#### Task
List every line in the data below that contains the word "door", copying each one in full. Case counts.

#### Material supplied
---------------
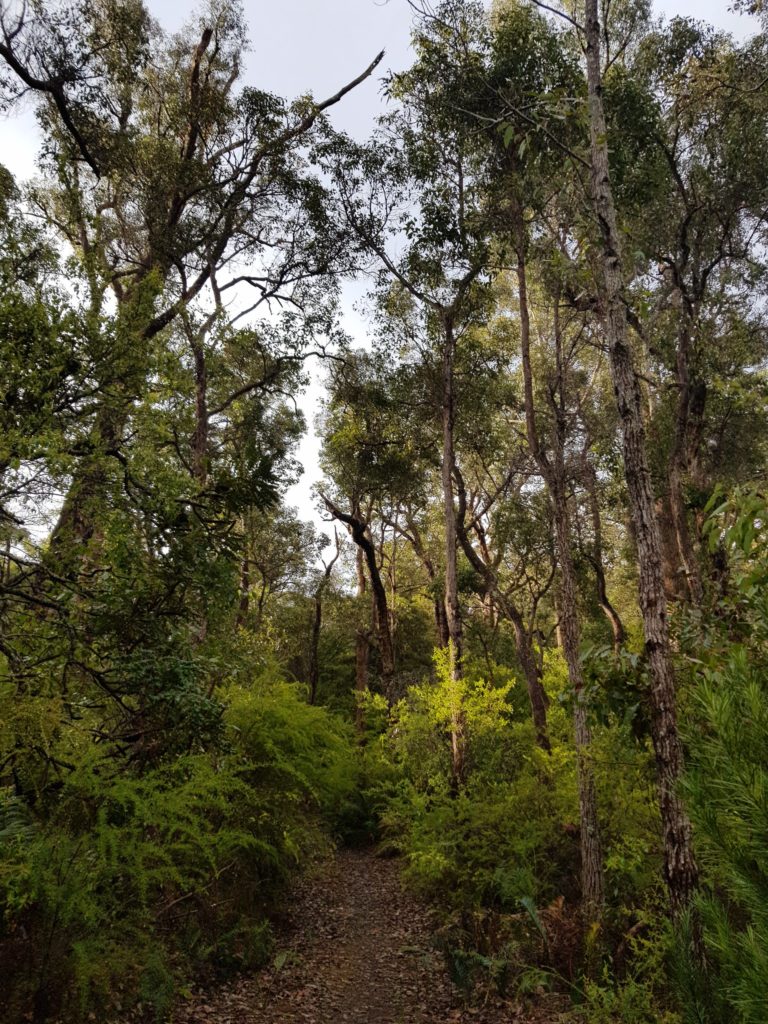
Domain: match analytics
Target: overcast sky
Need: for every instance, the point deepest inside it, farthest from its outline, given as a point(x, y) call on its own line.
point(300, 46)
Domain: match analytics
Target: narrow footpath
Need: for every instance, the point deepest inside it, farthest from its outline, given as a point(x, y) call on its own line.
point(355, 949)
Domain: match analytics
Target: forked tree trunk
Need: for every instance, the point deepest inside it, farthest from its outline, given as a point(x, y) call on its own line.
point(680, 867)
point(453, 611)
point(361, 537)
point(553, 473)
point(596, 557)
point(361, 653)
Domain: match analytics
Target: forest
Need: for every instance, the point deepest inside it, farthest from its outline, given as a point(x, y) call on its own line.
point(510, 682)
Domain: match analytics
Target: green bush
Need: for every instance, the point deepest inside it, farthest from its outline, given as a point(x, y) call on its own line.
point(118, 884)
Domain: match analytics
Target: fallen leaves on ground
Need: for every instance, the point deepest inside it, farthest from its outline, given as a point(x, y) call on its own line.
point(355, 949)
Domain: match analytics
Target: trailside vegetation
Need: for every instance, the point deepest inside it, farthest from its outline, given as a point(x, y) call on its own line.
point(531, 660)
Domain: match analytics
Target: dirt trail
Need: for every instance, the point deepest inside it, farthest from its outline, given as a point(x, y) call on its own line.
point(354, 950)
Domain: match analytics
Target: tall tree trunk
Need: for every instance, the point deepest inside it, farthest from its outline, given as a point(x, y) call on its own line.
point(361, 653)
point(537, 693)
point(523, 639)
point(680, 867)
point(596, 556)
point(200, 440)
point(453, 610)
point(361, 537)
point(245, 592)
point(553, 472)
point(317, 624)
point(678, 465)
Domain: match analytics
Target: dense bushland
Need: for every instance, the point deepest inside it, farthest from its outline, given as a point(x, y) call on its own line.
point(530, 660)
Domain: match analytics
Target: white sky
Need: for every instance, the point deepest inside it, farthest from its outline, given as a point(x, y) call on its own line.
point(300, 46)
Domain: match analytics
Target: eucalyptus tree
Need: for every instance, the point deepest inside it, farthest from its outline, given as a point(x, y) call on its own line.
---------------
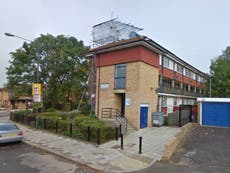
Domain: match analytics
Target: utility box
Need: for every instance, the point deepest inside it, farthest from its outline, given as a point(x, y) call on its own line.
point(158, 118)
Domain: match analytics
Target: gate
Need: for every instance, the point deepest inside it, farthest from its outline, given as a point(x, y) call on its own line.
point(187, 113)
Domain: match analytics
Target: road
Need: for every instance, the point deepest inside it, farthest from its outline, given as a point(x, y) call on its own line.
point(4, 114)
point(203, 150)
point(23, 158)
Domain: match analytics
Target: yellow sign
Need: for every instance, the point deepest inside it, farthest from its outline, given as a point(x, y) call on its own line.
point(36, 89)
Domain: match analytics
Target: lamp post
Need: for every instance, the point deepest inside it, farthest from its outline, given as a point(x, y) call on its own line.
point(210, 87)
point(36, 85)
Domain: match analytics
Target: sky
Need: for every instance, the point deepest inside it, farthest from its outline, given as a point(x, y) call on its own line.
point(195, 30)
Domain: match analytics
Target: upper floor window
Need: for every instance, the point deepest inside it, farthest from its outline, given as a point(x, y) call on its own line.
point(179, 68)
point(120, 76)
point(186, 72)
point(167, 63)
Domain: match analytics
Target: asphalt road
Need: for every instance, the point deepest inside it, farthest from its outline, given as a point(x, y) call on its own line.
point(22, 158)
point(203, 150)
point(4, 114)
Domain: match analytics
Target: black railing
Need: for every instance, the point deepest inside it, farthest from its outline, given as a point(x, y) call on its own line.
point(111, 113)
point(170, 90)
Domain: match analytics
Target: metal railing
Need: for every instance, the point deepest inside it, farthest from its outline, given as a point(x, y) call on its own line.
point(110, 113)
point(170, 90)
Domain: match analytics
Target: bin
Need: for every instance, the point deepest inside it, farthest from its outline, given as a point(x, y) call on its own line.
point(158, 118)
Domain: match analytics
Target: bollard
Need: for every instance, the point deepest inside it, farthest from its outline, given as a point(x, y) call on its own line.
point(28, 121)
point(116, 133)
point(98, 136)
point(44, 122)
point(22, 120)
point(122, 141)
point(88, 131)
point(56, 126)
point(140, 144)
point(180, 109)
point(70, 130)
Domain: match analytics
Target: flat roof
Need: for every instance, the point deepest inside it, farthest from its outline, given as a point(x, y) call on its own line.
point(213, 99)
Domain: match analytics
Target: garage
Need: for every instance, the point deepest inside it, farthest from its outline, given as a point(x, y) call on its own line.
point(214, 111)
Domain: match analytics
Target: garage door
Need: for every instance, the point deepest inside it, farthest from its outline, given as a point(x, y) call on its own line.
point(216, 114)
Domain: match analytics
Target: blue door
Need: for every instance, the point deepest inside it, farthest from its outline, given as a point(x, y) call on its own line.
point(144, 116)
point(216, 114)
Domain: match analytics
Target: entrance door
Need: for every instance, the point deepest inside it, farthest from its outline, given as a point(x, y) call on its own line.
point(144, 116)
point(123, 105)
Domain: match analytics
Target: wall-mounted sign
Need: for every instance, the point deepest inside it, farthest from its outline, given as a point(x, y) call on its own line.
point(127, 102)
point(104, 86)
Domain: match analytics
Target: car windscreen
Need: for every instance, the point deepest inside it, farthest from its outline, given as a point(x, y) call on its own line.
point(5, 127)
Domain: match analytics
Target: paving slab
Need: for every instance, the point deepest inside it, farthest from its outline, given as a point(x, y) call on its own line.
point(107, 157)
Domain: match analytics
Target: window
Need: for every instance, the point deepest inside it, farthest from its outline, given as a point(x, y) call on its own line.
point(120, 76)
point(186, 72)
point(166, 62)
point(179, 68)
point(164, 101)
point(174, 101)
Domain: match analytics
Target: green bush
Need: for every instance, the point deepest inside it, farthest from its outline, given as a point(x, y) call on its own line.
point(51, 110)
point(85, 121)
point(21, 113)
---------------
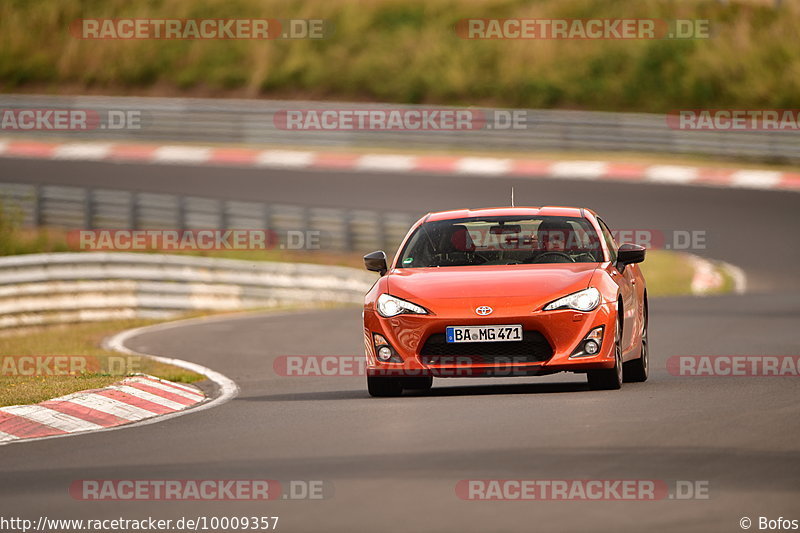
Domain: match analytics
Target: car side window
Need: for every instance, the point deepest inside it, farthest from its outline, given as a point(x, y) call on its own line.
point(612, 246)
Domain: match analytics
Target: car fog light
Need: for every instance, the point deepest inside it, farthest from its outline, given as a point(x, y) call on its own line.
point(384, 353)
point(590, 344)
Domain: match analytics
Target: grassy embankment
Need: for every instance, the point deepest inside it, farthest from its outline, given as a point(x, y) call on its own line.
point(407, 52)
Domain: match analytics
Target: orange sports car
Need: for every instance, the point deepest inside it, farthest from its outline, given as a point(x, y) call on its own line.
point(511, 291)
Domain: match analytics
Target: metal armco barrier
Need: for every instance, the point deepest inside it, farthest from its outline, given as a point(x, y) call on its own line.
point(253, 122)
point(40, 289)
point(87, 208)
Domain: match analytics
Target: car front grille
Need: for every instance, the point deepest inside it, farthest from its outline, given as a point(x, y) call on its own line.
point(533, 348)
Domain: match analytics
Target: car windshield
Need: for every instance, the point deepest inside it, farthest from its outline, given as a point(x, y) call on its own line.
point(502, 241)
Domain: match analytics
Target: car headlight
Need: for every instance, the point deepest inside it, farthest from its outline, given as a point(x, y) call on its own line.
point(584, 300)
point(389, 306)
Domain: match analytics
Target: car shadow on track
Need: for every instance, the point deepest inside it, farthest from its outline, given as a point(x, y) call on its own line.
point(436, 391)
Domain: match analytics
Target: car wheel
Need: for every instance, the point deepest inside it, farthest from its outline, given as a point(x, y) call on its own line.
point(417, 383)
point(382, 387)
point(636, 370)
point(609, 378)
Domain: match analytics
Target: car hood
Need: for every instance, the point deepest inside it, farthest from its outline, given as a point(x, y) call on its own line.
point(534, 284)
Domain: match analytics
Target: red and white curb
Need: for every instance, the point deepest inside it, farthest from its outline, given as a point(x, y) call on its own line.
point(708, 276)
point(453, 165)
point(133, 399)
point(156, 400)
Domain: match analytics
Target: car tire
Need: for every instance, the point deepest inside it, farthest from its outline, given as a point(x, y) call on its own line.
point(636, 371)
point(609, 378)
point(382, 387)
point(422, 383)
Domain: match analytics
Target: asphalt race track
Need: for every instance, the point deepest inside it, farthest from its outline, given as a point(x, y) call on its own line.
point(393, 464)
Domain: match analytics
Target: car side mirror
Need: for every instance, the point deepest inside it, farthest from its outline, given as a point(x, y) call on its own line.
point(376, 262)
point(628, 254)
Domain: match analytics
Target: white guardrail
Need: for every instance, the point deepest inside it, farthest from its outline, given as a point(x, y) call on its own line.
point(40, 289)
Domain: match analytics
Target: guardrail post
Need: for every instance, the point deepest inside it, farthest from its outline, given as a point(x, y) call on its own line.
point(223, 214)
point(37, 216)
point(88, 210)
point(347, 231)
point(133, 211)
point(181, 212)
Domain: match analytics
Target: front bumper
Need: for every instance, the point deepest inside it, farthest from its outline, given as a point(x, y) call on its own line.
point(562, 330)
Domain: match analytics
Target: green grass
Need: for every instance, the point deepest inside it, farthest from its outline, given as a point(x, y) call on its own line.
---------------
#### Response to this exercise
Target: garage door
Target: blue door
Target: entrance door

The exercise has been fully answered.